* ТЕКСТ РЕЦЕНЗИИ
::::::

Воды Борисфена

Автор: Джиджи Рацирахонана

Однако никто не может сказать, через области каких племен течет эта река дальше на север.

(Геродот)

Преамбула 1. Оговорка задним числом.

Эта рецензия написана примерно за три месяца до начала БЧБ беларусских событий, а опубликована - за считанные дни, можете себе представить, как я офигела, когда стало по реченному.

Преамбула 2. Реальный случай из жизни.

В Беларусь я вышла весенним утром в пять утра. Вокзальная площадь была уютна, чиста как операционная и абсолютно пуста. Мой научный руководитель (который и повлек пару аспиранток за собой на международную конференцию) озирался, вдруг взгляд его остекленел, и он пробормотал:

- Джиджи, ты тоже это видишь?

Я обернулась. У нас за спиной высился графитово-серый параллелепипед с парой пристроек той же формы и того же цвета. На параллелепипеде вроде бы нормальной кириллицей было написано что-то вроде “Огромадная чугунячина”*. Я сморгнула. Надпись осталась той же, только самоперевелась с беларусского.

- Это значит “гражданская железная дорога”, Марк Валерьевич, - сказала я.


Одна из моделей становления личности гласит, что Я формируется через изучение особенностей ИХ. То есть, в некотором роде, через отрицание, через отъединение. ОНИ - таковы, и в этим их отличие от НАС. Вначале растущее Я способно отличать только значительные различия, затем все более тонкие и индивидуальные. Трехлетка способен ухватить разницу между детьми и котами; в пятнадцать уже приличествует уметь отличить среди одноклассников тех, играет в майнкрафт от тех, кто предпочитает энимал кроссинг. Каждая следующая итерация различения через оппозицию разграничивает все более точно Я и не-Я, пока, наконец, по методу Родена и Микеланджело, **  не будет отсечено всё чуждое.
Именно поэтому любопытно наблюдать, как фокус модного интереса среди читающих по-русски за годы моей читательской карьеры ползет и ползет  все ближе к реальным границам страны и языка. Актуальный ДРУГОЙ в восьмидесятых был полковником Буэндиа, агентом Бондом и Одиноким Бизоном, который совершал свою ошибку. Вчерашний не-Я - это скандинавский детектив, действующий всего в паре снеговых туч от Санкт-Петербурга;  восточноевропейский горе-предприниматель и казахский программист.

И вот, сегодня, мы читаем о беларусских библиотекарях и языковедах. Пропасть между нами - и ними - порой сужается до толщины волоса, но захватывает именно тем, что все еще существует, и глубина ее ничуть не уменьшилась с тех времен, когда в качестве “современной литературы” все читали Кастанеду и Рушди.  Острота ощущения “а у нас_все_еще_ не так” окрашивает сюжет в дополнительные цвета, возможно, совершенно не запланированные авторами.  Впрочем, роль Другого в чем-то почетна, ведь именно волшебное зеркало определяет, кто нынче в нашем царстве красавица.
Так что же покажет зеркальце в этот раз?

::::::

* ЗАДАНИЕ 1
Что, согласно рецензии, означает надпись на сером здании позади вокзальной площади?
* ЗАДАНИЕ 2
Повторите дословно фрагмент рецензии: всё, начиная со слов «Преамбула 1. Оговорка» и вплоть до слов «случай из жизни.».

* ЗАПИСИ НАБОРА ДАННЫХ

::::::

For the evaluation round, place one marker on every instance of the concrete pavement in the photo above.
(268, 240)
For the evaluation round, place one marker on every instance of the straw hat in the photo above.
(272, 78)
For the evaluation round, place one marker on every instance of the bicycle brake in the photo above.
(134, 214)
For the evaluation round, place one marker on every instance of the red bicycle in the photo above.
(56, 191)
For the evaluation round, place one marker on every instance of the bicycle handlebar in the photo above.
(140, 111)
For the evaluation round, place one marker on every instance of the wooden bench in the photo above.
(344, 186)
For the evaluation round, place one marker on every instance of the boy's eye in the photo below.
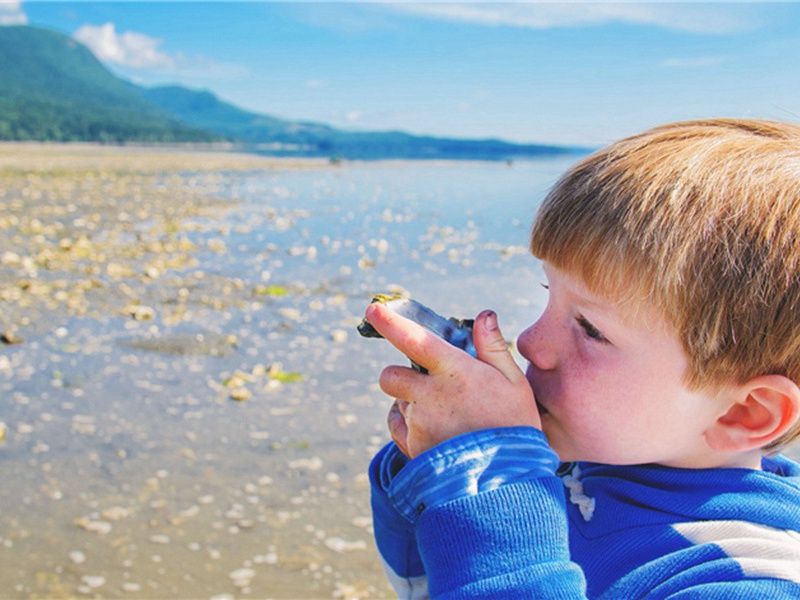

::::::

* ПОЛНОЕ РЕШЕНИЕ 1
Надпись означает «гражданская железная дорога».

* ПОЛНОЕ РЕШЕНИЕ 2
Преамбула 1. Оговорка задним числом.

Эта рецензия написана примерно за три месяца до начала БЧБ беларусских событий, а опубликована - за считанные дни, можете себе представить, как я офигела, когда стало по реченному.

Преамбула 2. Реальный случай из жизни.